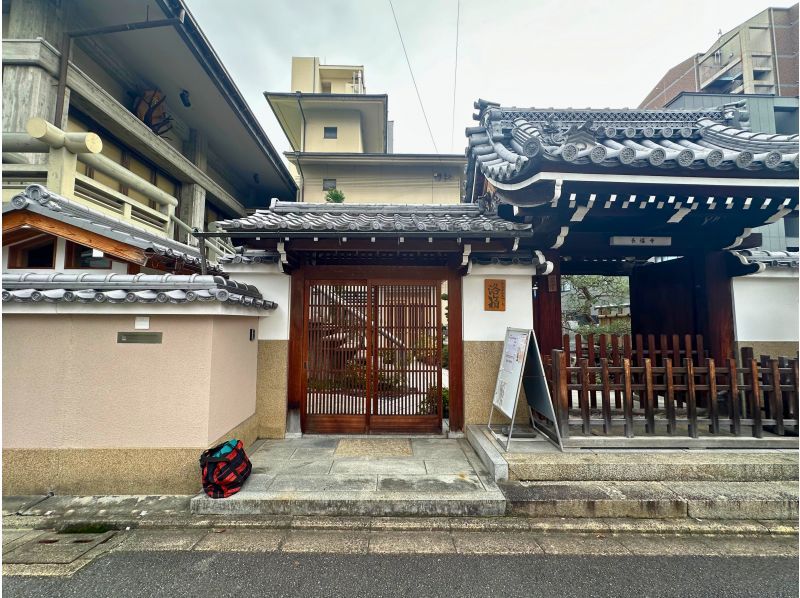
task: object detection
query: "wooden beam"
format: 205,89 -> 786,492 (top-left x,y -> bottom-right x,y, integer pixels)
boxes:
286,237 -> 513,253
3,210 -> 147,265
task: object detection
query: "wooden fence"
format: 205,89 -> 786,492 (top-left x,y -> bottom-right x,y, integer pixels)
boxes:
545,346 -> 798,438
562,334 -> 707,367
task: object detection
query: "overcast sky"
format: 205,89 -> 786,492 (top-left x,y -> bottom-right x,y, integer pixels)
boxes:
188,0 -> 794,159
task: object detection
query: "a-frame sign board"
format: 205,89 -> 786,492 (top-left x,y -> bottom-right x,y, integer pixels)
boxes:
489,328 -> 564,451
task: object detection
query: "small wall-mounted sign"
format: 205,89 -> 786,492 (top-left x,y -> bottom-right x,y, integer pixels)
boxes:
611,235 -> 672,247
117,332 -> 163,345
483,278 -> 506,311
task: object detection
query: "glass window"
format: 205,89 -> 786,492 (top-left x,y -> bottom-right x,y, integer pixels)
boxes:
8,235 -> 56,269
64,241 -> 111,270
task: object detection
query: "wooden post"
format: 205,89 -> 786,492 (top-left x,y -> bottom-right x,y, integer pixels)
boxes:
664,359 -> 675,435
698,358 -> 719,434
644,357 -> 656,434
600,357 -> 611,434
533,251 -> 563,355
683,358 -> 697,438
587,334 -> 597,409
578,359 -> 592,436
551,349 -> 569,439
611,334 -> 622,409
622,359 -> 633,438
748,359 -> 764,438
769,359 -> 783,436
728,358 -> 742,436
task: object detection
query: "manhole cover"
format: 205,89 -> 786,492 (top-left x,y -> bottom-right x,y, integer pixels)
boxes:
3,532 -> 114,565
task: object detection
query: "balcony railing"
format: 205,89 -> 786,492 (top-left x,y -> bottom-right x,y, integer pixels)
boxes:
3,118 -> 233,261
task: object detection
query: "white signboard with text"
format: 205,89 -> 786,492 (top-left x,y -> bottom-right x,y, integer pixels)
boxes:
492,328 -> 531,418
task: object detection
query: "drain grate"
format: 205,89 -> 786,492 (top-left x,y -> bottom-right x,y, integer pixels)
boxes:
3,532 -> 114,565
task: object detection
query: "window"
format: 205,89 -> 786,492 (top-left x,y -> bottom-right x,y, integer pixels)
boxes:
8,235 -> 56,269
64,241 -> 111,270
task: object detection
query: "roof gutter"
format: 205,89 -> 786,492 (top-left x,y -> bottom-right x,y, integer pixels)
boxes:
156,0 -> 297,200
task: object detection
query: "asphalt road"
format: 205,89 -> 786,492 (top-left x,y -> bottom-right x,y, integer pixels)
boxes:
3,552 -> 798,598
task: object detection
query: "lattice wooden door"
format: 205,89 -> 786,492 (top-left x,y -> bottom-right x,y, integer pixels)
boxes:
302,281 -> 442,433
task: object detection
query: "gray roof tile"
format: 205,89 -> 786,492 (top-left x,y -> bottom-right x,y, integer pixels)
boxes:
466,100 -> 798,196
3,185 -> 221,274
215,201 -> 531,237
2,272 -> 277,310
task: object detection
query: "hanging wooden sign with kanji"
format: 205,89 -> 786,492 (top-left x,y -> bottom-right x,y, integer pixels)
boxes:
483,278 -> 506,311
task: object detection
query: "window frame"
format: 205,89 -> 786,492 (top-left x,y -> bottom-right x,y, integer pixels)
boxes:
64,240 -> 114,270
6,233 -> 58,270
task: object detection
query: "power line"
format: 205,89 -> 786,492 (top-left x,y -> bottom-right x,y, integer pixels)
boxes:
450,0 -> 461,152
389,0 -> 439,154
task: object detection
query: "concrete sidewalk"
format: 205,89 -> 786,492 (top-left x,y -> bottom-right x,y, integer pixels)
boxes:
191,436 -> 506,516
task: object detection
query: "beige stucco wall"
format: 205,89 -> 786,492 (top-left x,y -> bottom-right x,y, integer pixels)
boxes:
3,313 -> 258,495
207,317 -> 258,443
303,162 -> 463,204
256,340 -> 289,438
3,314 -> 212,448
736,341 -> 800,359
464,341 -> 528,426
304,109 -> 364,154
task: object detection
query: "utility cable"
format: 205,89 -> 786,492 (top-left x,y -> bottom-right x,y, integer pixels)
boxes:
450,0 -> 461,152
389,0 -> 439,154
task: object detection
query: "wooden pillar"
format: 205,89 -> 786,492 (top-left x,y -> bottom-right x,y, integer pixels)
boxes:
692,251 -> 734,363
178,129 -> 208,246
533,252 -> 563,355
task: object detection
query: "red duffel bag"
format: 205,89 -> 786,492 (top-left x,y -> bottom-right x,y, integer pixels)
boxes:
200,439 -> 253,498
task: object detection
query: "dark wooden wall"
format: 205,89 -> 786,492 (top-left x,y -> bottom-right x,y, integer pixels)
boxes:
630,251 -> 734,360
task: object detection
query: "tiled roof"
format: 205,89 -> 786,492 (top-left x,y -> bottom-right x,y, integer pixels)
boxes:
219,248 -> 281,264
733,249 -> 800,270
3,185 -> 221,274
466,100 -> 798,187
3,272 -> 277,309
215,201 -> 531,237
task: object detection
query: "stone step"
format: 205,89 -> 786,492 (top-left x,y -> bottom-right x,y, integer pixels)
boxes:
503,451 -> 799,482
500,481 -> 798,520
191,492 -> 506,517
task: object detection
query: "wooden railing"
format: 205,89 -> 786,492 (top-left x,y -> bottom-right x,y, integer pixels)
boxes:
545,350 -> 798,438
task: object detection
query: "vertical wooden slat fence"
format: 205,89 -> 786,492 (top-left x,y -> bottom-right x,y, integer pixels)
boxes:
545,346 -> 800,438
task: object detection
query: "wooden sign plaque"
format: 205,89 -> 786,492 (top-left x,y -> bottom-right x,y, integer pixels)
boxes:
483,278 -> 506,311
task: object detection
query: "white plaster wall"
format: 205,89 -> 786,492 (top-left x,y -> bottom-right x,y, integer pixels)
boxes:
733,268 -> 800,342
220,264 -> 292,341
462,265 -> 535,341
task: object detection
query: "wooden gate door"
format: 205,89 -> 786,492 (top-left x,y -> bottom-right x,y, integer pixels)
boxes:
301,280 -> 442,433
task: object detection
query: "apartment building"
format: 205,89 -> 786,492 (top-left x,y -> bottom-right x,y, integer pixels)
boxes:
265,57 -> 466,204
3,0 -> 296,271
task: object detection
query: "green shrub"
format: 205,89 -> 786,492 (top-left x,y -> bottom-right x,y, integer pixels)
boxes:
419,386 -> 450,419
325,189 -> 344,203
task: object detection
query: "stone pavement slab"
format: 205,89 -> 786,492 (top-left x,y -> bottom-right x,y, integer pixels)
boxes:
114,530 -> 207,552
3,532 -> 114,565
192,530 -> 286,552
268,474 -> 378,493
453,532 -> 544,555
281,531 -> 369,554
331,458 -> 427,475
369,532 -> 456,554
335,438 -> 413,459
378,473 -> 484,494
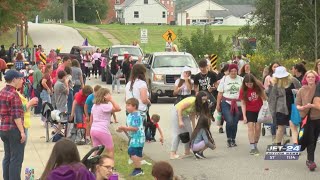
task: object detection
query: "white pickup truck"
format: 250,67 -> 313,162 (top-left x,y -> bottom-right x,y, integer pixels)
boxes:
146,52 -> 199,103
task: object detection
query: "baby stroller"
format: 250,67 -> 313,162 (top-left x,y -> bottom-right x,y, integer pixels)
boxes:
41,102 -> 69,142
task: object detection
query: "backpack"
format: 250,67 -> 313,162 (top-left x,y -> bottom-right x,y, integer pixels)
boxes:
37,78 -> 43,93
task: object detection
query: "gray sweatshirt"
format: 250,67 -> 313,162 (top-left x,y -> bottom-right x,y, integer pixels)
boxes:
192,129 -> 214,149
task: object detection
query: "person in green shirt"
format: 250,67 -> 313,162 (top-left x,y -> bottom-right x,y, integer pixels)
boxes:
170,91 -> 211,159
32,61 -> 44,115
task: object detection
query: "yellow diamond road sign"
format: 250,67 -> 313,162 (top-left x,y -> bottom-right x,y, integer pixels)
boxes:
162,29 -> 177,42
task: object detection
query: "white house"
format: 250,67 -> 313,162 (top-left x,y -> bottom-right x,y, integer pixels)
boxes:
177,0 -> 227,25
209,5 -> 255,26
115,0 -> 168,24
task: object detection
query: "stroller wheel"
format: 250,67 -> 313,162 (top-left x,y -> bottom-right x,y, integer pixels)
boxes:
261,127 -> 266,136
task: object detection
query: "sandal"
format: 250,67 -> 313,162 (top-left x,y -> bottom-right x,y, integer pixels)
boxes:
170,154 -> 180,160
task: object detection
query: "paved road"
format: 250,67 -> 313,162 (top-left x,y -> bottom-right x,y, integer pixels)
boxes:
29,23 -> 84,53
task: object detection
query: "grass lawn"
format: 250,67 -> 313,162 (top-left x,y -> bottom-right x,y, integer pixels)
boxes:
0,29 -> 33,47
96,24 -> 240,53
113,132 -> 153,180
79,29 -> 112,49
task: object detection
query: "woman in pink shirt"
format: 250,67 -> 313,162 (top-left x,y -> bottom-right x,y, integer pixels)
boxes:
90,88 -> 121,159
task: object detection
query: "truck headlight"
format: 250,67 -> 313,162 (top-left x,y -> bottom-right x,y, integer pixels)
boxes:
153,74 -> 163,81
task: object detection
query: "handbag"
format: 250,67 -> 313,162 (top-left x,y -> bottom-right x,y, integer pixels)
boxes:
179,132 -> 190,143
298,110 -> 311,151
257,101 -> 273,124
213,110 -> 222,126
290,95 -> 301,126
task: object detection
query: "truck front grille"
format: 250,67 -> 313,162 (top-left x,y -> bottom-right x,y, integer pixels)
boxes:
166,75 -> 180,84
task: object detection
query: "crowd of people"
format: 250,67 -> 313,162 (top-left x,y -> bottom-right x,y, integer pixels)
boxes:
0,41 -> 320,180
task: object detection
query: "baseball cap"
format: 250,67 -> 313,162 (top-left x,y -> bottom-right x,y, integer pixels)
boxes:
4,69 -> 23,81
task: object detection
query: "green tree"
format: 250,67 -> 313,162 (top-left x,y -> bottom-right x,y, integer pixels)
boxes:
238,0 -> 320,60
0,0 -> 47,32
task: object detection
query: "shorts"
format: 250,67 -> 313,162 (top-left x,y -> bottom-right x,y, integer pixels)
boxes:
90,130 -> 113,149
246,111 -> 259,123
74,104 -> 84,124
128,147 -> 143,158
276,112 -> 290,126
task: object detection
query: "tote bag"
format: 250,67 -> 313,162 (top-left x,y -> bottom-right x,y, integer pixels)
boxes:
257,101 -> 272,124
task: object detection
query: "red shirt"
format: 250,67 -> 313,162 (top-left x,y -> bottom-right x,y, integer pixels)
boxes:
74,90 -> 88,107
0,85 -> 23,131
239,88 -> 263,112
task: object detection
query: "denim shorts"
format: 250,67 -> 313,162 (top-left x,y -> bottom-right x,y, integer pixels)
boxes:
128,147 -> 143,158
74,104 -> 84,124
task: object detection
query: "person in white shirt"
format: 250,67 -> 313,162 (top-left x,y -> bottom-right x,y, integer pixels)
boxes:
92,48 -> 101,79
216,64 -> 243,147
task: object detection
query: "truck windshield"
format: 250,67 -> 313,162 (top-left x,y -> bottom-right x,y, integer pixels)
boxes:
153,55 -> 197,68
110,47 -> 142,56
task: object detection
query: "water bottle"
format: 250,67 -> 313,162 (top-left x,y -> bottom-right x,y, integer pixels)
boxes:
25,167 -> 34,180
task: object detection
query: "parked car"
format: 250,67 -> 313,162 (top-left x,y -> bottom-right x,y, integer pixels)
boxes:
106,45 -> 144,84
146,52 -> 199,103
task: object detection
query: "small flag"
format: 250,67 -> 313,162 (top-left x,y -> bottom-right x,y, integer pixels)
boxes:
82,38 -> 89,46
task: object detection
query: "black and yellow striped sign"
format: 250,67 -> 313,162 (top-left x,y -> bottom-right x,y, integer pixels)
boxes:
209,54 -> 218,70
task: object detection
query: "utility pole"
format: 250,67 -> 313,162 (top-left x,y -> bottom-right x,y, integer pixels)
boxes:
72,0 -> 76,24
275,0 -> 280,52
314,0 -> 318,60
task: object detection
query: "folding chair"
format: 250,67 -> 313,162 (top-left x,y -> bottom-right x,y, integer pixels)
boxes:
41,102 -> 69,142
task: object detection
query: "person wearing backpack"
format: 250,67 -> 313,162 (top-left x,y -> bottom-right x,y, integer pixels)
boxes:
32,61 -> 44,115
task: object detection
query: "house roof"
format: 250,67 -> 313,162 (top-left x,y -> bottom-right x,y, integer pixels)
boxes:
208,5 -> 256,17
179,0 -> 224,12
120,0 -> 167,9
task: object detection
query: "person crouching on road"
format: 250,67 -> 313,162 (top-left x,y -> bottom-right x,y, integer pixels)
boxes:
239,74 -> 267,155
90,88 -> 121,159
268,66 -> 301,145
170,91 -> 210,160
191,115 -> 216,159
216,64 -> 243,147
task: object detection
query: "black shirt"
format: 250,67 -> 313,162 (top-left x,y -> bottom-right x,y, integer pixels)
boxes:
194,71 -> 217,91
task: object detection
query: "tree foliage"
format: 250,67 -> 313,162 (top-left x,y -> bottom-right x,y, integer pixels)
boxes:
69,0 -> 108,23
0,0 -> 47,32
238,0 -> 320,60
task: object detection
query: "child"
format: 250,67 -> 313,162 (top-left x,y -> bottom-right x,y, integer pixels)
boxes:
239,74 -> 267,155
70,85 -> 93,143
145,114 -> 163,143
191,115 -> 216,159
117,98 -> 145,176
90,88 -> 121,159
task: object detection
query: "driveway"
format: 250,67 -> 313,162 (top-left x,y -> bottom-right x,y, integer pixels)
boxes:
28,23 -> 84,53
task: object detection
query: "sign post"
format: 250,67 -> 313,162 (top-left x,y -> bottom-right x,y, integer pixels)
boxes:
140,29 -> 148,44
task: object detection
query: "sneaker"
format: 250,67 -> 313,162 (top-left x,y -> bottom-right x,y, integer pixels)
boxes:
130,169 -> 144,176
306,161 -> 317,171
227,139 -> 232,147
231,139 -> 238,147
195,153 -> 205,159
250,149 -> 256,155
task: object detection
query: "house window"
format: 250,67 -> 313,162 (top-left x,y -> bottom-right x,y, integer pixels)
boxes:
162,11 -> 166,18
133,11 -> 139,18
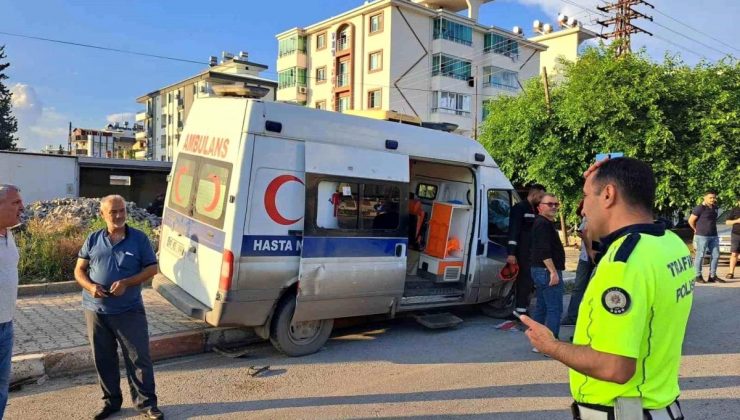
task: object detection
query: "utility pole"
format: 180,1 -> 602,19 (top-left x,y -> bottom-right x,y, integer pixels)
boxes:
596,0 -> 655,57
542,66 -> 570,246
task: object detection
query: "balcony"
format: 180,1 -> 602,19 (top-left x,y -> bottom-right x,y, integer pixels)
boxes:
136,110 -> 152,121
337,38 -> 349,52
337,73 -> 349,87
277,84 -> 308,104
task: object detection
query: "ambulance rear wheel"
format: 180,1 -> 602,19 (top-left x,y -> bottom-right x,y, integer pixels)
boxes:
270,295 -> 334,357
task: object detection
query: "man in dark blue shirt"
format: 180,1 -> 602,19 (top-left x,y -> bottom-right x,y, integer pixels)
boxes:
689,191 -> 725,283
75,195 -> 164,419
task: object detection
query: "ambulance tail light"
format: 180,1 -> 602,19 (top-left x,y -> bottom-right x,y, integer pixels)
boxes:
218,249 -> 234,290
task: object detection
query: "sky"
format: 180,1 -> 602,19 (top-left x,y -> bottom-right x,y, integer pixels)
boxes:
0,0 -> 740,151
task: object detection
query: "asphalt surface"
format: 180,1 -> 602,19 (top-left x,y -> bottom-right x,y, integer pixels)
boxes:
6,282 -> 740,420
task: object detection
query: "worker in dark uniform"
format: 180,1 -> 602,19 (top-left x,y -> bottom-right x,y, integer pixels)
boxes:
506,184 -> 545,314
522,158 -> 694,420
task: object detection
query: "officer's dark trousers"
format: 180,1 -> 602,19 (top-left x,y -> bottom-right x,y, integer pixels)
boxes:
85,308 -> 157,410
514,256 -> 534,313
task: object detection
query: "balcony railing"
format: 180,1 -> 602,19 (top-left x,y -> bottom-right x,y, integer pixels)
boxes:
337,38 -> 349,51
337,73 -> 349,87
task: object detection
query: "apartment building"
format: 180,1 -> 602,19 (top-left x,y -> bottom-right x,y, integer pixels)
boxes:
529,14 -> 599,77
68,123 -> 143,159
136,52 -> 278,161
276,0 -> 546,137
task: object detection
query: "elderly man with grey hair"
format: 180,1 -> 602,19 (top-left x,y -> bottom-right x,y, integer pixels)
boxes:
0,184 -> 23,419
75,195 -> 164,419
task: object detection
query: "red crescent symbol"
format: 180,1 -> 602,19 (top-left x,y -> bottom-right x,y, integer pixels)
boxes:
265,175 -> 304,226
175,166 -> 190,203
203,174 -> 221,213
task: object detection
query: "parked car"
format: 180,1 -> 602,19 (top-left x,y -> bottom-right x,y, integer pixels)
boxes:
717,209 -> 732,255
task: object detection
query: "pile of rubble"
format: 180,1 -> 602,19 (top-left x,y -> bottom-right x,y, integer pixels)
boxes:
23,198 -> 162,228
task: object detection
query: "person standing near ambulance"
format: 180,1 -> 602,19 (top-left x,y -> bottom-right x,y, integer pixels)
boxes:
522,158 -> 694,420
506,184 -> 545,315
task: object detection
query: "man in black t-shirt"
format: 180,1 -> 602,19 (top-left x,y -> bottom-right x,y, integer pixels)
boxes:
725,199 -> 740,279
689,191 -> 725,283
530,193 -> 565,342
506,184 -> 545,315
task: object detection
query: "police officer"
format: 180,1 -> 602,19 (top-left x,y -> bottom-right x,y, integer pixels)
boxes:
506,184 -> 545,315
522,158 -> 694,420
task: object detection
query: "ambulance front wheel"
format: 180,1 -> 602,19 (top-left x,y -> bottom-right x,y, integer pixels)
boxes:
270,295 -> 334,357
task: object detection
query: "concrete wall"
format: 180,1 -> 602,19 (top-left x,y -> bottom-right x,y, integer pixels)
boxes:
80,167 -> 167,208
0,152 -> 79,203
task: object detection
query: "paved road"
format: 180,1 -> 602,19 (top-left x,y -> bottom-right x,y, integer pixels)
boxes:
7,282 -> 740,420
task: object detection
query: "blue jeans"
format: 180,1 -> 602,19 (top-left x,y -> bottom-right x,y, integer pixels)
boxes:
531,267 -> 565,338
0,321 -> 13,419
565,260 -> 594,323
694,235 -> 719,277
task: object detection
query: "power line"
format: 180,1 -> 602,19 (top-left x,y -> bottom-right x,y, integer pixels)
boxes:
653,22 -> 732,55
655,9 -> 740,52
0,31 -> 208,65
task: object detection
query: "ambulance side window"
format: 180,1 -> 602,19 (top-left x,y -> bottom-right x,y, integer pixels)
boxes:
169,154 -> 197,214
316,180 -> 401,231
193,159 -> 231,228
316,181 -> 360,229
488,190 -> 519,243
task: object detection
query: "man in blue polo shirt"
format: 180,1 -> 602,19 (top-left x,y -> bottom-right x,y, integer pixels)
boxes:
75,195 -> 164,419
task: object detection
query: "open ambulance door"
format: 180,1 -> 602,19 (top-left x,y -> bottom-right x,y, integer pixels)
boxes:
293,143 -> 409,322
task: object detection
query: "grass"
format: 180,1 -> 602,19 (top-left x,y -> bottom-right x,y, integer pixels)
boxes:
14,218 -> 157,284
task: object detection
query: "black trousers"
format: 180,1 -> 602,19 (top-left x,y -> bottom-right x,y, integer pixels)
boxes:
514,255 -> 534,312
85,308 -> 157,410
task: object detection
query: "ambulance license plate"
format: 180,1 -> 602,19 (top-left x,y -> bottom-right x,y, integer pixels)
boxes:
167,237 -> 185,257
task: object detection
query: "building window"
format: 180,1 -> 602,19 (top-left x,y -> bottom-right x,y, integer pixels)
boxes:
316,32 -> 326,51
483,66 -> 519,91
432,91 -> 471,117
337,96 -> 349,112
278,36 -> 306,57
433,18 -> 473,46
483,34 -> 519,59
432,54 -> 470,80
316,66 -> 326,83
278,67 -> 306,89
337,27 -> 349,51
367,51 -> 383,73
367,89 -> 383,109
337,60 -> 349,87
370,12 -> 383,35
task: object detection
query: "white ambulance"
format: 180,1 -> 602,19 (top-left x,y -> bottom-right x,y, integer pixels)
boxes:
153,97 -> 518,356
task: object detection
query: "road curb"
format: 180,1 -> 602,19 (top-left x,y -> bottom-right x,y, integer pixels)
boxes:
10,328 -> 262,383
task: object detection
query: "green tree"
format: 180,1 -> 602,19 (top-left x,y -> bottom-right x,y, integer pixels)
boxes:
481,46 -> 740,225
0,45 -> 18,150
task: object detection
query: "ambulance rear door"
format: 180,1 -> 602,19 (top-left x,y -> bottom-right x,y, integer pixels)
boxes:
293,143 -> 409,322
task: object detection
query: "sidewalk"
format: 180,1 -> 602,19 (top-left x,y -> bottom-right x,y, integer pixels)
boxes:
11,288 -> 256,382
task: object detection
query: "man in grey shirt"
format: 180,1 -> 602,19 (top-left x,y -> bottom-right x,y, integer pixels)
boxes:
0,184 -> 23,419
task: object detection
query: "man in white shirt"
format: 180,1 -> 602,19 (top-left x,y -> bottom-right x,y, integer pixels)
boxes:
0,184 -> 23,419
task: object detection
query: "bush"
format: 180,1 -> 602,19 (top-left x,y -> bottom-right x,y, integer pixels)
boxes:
---+---
▶ **GOAL OF THE EXERCISE**:
Count how many lines in the listing above contain the string "blue", treating uppercase and lowercase letters as different. Reply with the number alone.

▶ **SOLUTION FOR THIS TASK**:
3